REQUEST: Extract each record and reproduce it exactly.

# start of SOURCE RECORDS

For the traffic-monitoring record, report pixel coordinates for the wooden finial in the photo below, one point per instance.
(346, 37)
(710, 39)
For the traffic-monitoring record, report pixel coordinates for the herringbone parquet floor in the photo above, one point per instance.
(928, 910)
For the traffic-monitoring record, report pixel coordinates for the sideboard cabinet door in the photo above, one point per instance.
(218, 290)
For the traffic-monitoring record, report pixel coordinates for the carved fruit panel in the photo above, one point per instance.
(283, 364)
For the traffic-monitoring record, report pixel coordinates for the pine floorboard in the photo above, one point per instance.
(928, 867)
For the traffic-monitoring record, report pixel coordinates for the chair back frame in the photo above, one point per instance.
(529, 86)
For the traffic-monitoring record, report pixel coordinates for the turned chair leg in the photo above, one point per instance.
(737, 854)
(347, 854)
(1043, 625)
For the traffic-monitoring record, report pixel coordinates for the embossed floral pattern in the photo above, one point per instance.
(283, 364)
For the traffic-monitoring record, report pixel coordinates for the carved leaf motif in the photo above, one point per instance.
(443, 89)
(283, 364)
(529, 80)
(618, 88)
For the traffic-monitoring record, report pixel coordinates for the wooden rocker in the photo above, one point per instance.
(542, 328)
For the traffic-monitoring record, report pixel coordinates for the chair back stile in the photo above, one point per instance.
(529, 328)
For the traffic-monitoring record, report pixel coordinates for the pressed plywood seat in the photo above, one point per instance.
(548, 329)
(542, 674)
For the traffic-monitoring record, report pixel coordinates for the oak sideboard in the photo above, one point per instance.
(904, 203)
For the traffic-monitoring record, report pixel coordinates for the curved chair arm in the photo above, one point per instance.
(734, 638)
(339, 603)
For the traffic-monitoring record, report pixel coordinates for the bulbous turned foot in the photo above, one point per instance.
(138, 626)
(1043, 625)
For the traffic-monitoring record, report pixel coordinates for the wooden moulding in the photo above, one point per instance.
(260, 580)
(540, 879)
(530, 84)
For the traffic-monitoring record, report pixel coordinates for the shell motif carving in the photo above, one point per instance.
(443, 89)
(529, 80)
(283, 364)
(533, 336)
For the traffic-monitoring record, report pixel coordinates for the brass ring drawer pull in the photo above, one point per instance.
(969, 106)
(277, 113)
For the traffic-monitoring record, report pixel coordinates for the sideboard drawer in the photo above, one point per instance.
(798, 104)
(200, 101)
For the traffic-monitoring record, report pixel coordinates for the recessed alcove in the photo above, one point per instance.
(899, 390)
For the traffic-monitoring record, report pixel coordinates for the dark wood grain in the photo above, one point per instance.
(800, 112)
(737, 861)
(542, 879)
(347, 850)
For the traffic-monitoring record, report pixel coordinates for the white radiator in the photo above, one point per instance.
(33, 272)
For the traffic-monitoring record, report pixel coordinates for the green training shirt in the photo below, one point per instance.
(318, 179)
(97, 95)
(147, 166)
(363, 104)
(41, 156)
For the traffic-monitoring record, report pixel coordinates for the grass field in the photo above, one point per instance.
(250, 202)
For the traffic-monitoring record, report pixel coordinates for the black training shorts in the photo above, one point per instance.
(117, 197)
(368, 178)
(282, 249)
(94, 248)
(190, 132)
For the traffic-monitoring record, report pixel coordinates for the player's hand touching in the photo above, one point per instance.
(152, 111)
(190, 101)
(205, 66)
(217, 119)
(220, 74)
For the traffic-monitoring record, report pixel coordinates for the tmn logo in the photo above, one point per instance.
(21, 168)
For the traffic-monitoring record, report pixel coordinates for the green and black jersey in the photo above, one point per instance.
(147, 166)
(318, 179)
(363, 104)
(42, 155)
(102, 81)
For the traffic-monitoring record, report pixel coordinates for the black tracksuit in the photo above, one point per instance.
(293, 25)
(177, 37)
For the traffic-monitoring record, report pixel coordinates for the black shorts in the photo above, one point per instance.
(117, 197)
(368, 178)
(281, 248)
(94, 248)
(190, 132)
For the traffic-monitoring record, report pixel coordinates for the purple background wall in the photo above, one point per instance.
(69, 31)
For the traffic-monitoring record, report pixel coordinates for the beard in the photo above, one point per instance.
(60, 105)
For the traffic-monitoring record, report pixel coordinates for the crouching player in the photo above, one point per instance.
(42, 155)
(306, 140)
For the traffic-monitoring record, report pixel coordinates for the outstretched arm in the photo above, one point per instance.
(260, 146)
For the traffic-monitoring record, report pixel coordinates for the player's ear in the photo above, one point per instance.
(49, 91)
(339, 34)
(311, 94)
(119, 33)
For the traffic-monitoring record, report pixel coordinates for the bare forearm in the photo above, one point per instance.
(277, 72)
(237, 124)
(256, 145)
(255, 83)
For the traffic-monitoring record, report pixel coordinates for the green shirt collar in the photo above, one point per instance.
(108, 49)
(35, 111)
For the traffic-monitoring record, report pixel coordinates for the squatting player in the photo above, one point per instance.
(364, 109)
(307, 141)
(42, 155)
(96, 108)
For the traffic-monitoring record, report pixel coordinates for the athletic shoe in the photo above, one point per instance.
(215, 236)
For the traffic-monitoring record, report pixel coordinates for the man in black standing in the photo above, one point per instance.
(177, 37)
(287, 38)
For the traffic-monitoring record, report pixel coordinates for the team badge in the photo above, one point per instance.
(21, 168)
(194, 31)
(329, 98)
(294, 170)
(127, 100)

# end of SOURCE RECORDS

THE COMPLETED TASK:
For the traffic-monitoring record, report pixel coordinates for the wooden finial in the photo below, one point per instance.
(346, 37)
(710, 39)
For the traffic-monitoring record, report pixel coordinates for the herringbone parquet floor in the photo above, one point per instance.
(928, 910)
For the traffic-monitoring record, report pixel coordinates for the sideboard cabinet door in the photo above, one point per instance.
(218, 290)
For the traffic-monitoring record, report pixel coordinates for the carved fruit panel in the photo above, one point per instance.
(283, 364)
For the traffic-monitoring record, report pixel coordinates for the pine floorboard in the photo above, one point per instance.
(928, 867)
For the traffic-monitoring record, report pixel coordinates for the chair back frame in the photo above, one point per instance.
(529, 86)
For the traffic-monitoring record, report pixel coordinates for the turned chair leg in the photo above, one point per instance.
(737, 854)
(347, 854)
(1043, 625)
For the traffic-monitoring record, report pixel coordinates for the embossed floral pattern in the photo above, one point per instance.
(283, 364)
For the traffic-monitoring record, report pixel coordinates for the carved leaf motif in the photo above, one point per instance.
(443, 89)
(283, 364)
(529, 80)
(618, 88)
For the traffic-monitoring record, report pixel coordinates for the wooden rocker in the photo above, one point per instance.
(542, 328)
For the traffic-monitoring record, report pixel coordinates for the chair back stile in the photo above, one point per instance.
(529, 328)
For the traffic-monitoring record, report pixel coordinates for the pressed plywood seat in the photo above, one point per instance.
(548, 329)
(542, 674)
For the traffic-monitoring record, report pixel coordinates for the oak sideboard in the photo above, one point per instance.
(904, 203)
For the traffic-monitoring record, report pixel coordinates for the curved chair arm in the photo above, one point per instance.
(734, 638)
(339, 603)
For the traffic-monitoring record, report pixel coordinates for the bulbous turned foot in the photo above, one point per instance.
(138, 626)
(1043, 625)
For the traffic-monitoring record, report pixel coordinates for the wooden moulding in the photo above, one point per instance.
(260, 580)
(540, 879)
(530, 84)
For the traffic-monitoring record, report pixel coordinates for the shell motif carving in the photo above, one point per instance.
(443, 89)
(529, 80)
(283, 364)
(533, 336)
For the traffic-monitoring record, report pixel coordinates for the brass ring drawer pull in the photo above, one point per instance.
(969, 106)
(277, 113)
For the traffic-monitoring record, report pixel coordinates for the sideboard drawer in the photo above, one point per instance.
(798, 104)
(200, 101)
For the traffic-monitoring record, report pixel coordinates for the recessed alcove in the photo above, one point per instance.
(899, 390)
For the traffic-monitoring record, report pixel coordinates for the dark wood grain in the photo above, one point per instance.
(800, 112)
(737, 861)
(542, 879)
(347, 850)
For the traffic-monitoring record, report pixel coordinates for the white radiator in the photo above, one point per instance.
(33, 272)
For the traffic-monitoring record, report pixel coordinates for the green training shirt in the photo below, one point per instance.
(318, 179)
(97, 95)
(147, 166)
(363, 104)
(41, 156)
For the traffic-monitoring record, report pixel coordinates for the grass field in the photo above, one point per instance.
(250, 202)
For the traffic-monitoring record, report pixel coordinates for the black training shorts in the photo above, one point per instance.
(117, 197)
(368, 178)
(282, 249)
(94, 248)
(190, 132)
For the traffic-monitoring record, report pixel coordinates for the player's hand touching in the photo above, one point per instance.
(152, 111)
(190, 101)
(205, 66)
(217, 119)
(220, 74)
For the traffic-monitoring record, report pixel coordinates for the tmn logo in the photo above, one point per instance.
(21, 168)
For the traffic-monitoring record, report pixel coordinates for the green and black jersey in the photo above, one point per instance.
(147, 166)
(318, 179)
(363, 104)
(42, 155)
(102, 81)
For the traffic-monitoring record, report pixel coordinates for the black tracksuit in the photo above, one point per instance.
(293, 25)
(177, 37)
For the traffic-monitoring record, report pixel coordinates for the black shorts in the photo above, one point per instance.
(117, 197)
(368, 178)
(281, 248)
(94, 248)
(190, 132)
For the traffic-monitoring record, report pixel coordinates for the purple background wall in the photo above, one point per instance.
(69, 31)
For the traffic-monitoring record, report pixel coordinates for the beard in the photo above, one point per instance.
(60, 105)
For the traffic-monitoring record, report pixel coordinates for the crouching player in the photo above, one point per instance.
(42, 155)
(306, 140)
For the traffic-monitoring record, report pixel coordinates for the outstretched arm in the photo above, one point per instance.
(260, 146)
For the traffic-monitoring record, report pixel coordinates for the player's ear in the photo above, one point per instance.
(49, 91)
(339, 34)
(311, 94)
(119, 33)
For the traffic-monitoring record, report pixel coordinates for the bare forearm in the photo above, one point per instance.
(277, 72)
(237, 124)
(256, 145)
(255, 83)
For the traffic-monitoring record, report pixel coordinates for the green shirt collar in the photo above, one point per instance.
(108, 49)
(35, 111)
For the traffic-monitoring record, report pixel coordinates for the squatting player in the photo above, one point per instance.
(364, 109)
(307, 141)
(42, 155)
(96, 108)
For the traffic-monitoring record, report pixel coordinates for the athletic shoe in the photo above, one point per instance.
(215, 236)
For the traffic-monitoring record, report pixel coordinates for the man in black standing in the photo above, one point per instance.
(177, 37)
(287, 38)
For the traffic-monitoring record, report pixel coordinates for the team badge in the photo above, one point per instance.
(21, 168)
(194, 31)
(329, 98)
(294, 170)
(127, 100)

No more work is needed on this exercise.